** Exercise set **
• 1. Write out the part of the FAQ on LLM reasoning from "How does reasoning" to "applying formal logic." word for word.
• 2. Answer these from the FAQ on LLM reasoning:
(a) What are the two main stages of training an LLM?
(b) What does closed-world reasoning use to derive conclusions?
(c) What kind of signals does RL for reasoning typically use?

** Passage shown **
<<<<

What does “reasoning” mean for LLMs in this book?Reasoning is defined as a model’s ability to generate intermediate steps before giving a final answer, often called chain-of-thought (CoT). These steps are produced autoregressively and can look convincing, but they are not guaranteed to be logically sound like rule-based systems.
How does reasoning differ from pattern matching?Pattern matching is next-token prediction based on statistical associations learned during pre-training. Reasoning involves deriving conclusions through intermediate steps and structured inference. Conventional LLMs often simulate reasoning by leveraging familiar patterns rather than explicitly applying formal logic.
What are the standard stages of training an LLM?Two main stages: pre-training (learn general language via next-token prediction on massive text corpora) and post-training (instruction tuning to follow prompts; preference tuning—often via RLHF—to align outputs with human preferences). A chat interface is an additional orchestration layer, not part of training.
How do LLM reasoning processes compare to human reasoning?LLMs generate tokens probabilistically from learned patterns; humans can apply explicit rules, manipulate concepts, and reason over an internal world model. LLM outputs can appear human-like, but the underlying mechanisms differ substantially.
What’s the difference between closed‑world and open‑world reasoning?Closed‑world uses only the premises in the prompt to derive conclusions. Open‑world also considers external knowledge, which can reveal contradictions and require revising or clarifying premises. Conventional LLMs don’t explicitly track contradictions; they respond based on learned text distributions.
If LLMs can “appear” to reason, why build dedicated reasoning models?Pattern-based simulation works in familiar contexts but often fails on novel, complex, or multi-step problems requiring structured reasoning. Dedicated reasoning methods improve robustness, consistency, and performance on such tasks.
What are the main approaches to improve LLM reasoning after conventional training?Three broad approaches: 1) Inference-time compute scaling (spend more compute at inference—e.g., CoT and diverse sampling—to boost quality without changing weights), 2) Reinforcement learning (update weights using reward signals tied to task success or verifiable correctness), 3) Supervised fine-tuning and distillation (train on high-quality, reasoning-rich data, often generated by stronger models).
How does reinforcement learning for reasoning differ from RLHF?Both use RL, but the reward sources differ. RL for reasoning typically uses objective, automated signals (e.g., correctness in math or code), while RLHF uses human judgments to align outputs with preferences. RL changes model weights; inference-time scaling does not.
Why are reasoning models more expensive to use?Two main reasons: 1) Longer outputs due to intermediate steps mean more tokens and more forward passes, 2) Many reasoning workflows use multiple inference calls (sampling candidates, tools, verifiers), multiplying total token processing and cost. They can also be more verbose and sometimes “overthink.”
What is the roadmap in this book for building reasoning models from scratch?You start with a conventional instruction-tuned base model, learn evaluation methods to measure reasoning, apply inference-time techniques to improve behavior, and then implement training methods (e.g., RL and distillation) to develop full reasoning models—all via a hands-on, code-first approach.

>>>>

** Information **
<<<<

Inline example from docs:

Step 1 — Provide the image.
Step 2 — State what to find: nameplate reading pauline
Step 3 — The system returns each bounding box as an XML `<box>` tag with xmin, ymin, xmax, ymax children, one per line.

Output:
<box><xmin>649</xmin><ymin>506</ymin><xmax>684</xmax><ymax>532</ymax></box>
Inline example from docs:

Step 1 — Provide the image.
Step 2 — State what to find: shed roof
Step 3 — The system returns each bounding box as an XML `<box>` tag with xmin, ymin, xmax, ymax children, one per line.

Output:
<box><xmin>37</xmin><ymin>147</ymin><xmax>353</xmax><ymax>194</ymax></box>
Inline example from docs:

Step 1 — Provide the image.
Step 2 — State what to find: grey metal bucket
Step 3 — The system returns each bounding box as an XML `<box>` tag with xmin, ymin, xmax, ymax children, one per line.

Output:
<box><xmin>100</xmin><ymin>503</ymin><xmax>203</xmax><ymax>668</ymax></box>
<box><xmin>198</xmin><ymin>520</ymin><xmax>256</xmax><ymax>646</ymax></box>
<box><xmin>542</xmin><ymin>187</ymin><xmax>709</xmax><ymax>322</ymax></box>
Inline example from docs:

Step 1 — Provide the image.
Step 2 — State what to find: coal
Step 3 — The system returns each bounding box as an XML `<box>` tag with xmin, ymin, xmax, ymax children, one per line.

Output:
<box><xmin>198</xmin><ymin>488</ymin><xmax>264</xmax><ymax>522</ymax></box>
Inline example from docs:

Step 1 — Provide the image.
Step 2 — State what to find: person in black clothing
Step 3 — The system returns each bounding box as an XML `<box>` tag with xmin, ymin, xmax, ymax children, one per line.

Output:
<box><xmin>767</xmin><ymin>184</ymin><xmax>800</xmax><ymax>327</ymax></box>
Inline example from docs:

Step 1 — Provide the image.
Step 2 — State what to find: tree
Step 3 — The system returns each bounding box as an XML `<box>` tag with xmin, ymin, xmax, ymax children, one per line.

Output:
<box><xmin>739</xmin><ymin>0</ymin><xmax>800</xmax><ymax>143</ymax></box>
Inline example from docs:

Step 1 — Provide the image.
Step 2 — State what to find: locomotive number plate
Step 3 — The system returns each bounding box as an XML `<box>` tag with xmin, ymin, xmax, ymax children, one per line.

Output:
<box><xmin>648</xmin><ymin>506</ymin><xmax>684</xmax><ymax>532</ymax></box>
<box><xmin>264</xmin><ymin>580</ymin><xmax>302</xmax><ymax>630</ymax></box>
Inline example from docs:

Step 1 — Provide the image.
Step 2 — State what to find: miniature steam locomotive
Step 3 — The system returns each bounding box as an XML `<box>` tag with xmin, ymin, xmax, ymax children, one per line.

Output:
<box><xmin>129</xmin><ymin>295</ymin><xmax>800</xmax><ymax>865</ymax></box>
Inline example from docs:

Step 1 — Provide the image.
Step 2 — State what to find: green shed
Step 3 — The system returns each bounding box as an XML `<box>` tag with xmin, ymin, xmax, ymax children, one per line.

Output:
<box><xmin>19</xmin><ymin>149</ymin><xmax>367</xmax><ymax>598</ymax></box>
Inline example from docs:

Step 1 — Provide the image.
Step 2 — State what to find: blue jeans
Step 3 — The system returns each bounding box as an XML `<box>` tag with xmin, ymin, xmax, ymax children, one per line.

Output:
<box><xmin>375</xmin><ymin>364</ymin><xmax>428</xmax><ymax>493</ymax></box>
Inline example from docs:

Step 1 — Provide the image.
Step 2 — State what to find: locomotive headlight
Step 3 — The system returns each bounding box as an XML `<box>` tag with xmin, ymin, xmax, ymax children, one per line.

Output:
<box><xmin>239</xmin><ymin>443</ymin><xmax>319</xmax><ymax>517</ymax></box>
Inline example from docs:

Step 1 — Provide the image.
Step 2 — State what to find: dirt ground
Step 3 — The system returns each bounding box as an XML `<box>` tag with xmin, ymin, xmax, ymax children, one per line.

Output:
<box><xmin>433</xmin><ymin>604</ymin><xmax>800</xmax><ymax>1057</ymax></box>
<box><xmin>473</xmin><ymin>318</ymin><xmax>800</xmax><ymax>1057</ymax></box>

>>>>

** Answers to this exercise **
• 1.
How does reasoning differ from pattern matching?Pattern matching is next-token prediction based on statistical associations learned during pre-training. Reasoning involves deriving conclusions through intermediate steps and structured inference. Conventional LLMs often simulate reasoning by leveraging familiar patterns rather than explicitly applying formal logic.

• 2.
(a) Pre-training and post-training.
(b) Only the premises in the prompt.
(c) Objective, automated signals, such as correctness in math or code.